'''
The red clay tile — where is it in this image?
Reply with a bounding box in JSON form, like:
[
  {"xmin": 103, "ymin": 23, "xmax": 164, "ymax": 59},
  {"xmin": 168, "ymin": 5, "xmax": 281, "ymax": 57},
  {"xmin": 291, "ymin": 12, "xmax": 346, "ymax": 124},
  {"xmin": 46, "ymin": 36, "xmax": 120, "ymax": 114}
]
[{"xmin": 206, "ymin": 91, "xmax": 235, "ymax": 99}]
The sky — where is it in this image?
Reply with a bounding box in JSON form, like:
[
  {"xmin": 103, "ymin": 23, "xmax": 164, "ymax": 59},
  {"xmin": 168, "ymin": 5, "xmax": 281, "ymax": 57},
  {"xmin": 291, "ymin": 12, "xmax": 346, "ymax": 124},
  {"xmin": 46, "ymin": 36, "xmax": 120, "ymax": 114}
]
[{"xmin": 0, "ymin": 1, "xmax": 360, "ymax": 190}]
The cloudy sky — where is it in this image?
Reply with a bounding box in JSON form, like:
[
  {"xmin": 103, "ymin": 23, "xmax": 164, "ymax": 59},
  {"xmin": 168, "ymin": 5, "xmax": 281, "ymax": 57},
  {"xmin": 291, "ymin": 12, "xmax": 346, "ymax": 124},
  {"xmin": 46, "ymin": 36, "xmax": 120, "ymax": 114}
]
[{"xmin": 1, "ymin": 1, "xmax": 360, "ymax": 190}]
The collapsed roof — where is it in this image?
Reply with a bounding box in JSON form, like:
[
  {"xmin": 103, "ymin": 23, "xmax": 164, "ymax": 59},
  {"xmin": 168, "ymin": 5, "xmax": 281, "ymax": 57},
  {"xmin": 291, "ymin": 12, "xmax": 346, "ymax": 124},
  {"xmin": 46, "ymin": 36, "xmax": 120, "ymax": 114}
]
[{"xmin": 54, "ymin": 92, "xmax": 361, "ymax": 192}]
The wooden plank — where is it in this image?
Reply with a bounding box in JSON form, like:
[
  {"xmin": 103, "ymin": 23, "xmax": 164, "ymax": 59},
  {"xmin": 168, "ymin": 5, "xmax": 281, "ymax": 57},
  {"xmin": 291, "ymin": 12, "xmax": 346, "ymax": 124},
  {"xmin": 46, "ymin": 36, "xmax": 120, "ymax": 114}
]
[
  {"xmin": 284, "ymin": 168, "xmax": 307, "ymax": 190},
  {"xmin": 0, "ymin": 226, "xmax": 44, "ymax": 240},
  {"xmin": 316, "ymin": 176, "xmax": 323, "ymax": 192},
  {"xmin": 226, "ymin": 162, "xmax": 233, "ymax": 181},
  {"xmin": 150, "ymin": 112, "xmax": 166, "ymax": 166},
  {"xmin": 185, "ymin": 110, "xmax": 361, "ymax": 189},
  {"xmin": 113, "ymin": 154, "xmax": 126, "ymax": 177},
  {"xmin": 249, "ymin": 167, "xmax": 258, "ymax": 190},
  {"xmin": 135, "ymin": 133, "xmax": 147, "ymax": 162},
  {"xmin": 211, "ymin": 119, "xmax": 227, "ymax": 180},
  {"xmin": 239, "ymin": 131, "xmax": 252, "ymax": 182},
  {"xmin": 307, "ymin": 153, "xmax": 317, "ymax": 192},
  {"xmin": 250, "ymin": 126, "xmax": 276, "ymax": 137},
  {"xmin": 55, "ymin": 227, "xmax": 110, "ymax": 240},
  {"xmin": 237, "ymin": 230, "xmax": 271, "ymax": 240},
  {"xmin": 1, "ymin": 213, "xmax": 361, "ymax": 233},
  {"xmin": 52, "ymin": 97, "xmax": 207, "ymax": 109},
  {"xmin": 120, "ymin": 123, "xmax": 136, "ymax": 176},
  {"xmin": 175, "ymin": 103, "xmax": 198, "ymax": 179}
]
'''
**AIM OF THE TASK**
Set down an exact copy of the entries above.

**REPLY TO THE TASK**
The red clay tile — where is it in this image?
Reply with a bounding box in JSON form, like:
[
  {"xmin": 103, "ymin": 23, "xmax": 164, "ymax": 59},
  {"xmin": 168, "ymin": 5, "xmax": 281, "ymax": 57},
  {"xmin": 291, "ymin": 12, "xmax": 346, "ymax": 124},
  {"xmin": 46, "ymin": 36, "xmax": 120, "ymax": 114}
]
[{"xmin": 206, "ymin": 91, "xmax": 235, "ymax": 99}]
The sky — where is it in this image?
Reply with a bounding box in JSON form, like:
[
  {"xmin": 103, "ymin": 23, "xmax": 164, "ymax": 59},
  {"xmin": 168, "ymin": 5, "xmax": 281, "ymax": 57},
  {"xmin": 291, "ymin": 12, "xmax": 346, "ymax": 124},
  {"xmin": 46, "ymin": 36, "xmax": 120, "ymax": 114}
]
[{"xmin": 0, "ymin": 1, "xmax": 360, "ymax": 190}]
The cloudy sky — where is it in this image?
Reply with a bounding box in JSON form, like:
[
  {"xmin": 103, "ymin": 23, "xmax": 164, "ymax": 59},
  {"xmin": 168, "ymin": 5, "xmax": 281, "ymax": 57},
  {"xmin": 291, "ymin": 12, "xmax": 346, "ymax": 124},
  {"xmin": 46, "ymin": 36, "xmax": 120, "ymax": 114}
]
[{"xmin": 1, "ymin": 1, "xmax": 360, "ymax": 190}]
The collapsed roof — where is it in this image?
Reply with a bounding box in JSON form, like:
[
  {"xmin": 103, "ymin": 23, "xmax": 164, "ymax": 59},
  {"xmin": 168, "ymin": 5, "xmax": 281, "ymax": 57},
  {"xmin": 291, "ymin": 12, "xmax": 346, "ymax": 124},
  {"xmin": 46, "ymin": 36, "xmax": 120, "ymax": 114}
]
[{"xmin": 54, "ymin": 92, "xmax": 361, "ymax": 192}]
The wooden plank — where is it in this image?
Reply with a bounding box in JSON form, like:
[
  {"xmin": 103, "ymin": 23, "xmax": 164, "ymax": 59},
  {"xmin": 168, "ymin": 5, "xmax": 281, "ymax": 57},
  {"xmin": 291, "ymin": 12, "xmax": 346, "ymax": 124},
  {"xmin": 46, "ymin": 36, "xmax": 120, "ymax": 114}
]
[
  {"xmin": 284, "ymin": 168, "xmax": 307, "ymax": 190},
  {"xmin": 0, "ymin": 226, "xmax": 44, "ymax": 240},
  {"xmin": 316, "ymin": 176, "xmax": 323, "ymax": 192},
  {"xmin": 226, "ymin": 162, "xmax": 233, "ymax": 181},
  {"xmin": 150, "ymin": 112, "xmax": 166, "ymax": 166},
  {"xmin": 185, "ymin": 110, "xmax": 361, "ymax": 189},
  {"xmin": 113, "ymin": 154, "xmax": 126, "ymax": 177},
  {"xmin": 249, "ymin": 167, "xmax": 258, "ymax": 190},
  {"xmin": 135, "ymin": 133, "xmax": 147, "ymax": 162},
  {"xmin": 211, "ymin": 119, "xmax": 227, "ymax": 180},
  {"xmin": 239, "ymin": 131, "xmax": 252, "ymax": 182},
  {"xmin": 307, "ymin": 153, "xmax": 317, "ymax": 192},
  {"xmin": 250, "ymin": 126, "xmax": 276, "ymax": 137},
  {"xmin": 55, "ymin": 227, "xmax": 110, "ymax": 240},
  {"xmin": 237, "ymin": 230, "xmax": 271, "ymax": 240},
  {"xmin": 1, "ymin": 213, "xmax": 361, "ymax": 233},
  {"xmin": 52, "ymin": 97, "xmax": 207, "ymax": 109},
  {"xmin": 120, "ymin": 123, "xmax": 136, "ymax": 176},
  {"xmin": 175, "ymin": 103, "xmax": 198, "ymax": 179}
]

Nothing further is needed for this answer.